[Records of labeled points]
>> begin
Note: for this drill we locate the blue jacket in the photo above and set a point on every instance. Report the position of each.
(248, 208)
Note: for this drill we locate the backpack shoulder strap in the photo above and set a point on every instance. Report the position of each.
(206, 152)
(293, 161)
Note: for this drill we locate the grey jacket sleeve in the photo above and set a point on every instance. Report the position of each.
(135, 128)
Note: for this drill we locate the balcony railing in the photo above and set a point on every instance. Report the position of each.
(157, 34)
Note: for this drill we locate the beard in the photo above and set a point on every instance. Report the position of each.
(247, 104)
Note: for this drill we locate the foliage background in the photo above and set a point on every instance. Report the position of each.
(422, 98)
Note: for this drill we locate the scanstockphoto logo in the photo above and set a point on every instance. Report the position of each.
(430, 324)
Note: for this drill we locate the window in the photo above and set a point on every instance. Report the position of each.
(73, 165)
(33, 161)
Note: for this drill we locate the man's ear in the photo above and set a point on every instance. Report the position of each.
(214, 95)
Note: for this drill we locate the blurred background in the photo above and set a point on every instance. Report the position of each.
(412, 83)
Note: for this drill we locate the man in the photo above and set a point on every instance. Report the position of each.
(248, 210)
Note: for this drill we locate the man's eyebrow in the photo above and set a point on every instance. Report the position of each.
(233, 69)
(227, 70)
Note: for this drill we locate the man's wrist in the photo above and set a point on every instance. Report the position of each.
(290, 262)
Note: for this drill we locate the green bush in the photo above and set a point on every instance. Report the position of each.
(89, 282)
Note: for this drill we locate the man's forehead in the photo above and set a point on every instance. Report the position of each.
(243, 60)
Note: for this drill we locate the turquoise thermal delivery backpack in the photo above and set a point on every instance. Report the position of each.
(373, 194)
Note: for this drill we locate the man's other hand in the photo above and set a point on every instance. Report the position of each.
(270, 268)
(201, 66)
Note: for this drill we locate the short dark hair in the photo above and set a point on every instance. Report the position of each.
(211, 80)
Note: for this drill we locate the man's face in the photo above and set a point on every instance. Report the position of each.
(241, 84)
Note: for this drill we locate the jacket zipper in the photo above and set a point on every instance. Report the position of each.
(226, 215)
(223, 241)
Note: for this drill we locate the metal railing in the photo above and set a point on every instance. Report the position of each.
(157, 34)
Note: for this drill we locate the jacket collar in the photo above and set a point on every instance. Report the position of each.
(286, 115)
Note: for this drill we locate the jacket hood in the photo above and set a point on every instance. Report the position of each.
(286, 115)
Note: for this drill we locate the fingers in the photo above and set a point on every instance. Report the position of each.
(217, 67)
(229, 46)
>> end
● **GOAL**
Switch "jacket hood" to "coat hood" in the part of the records that opens with the line containing "Note: for this drill we locate the jacket hood" and closes with the last line of the records, and give only that part, with everything else left as it stands.

● **THE RESPONSE**
Note: for this drill we locate the coat hood in the photo above and set a point on every instance. Report the position of each.
(286, 115)
Note: for this drill we locate the fingers in the photo above and set a point on every instance. Report the position of each.
(217, 67)
(229, 46)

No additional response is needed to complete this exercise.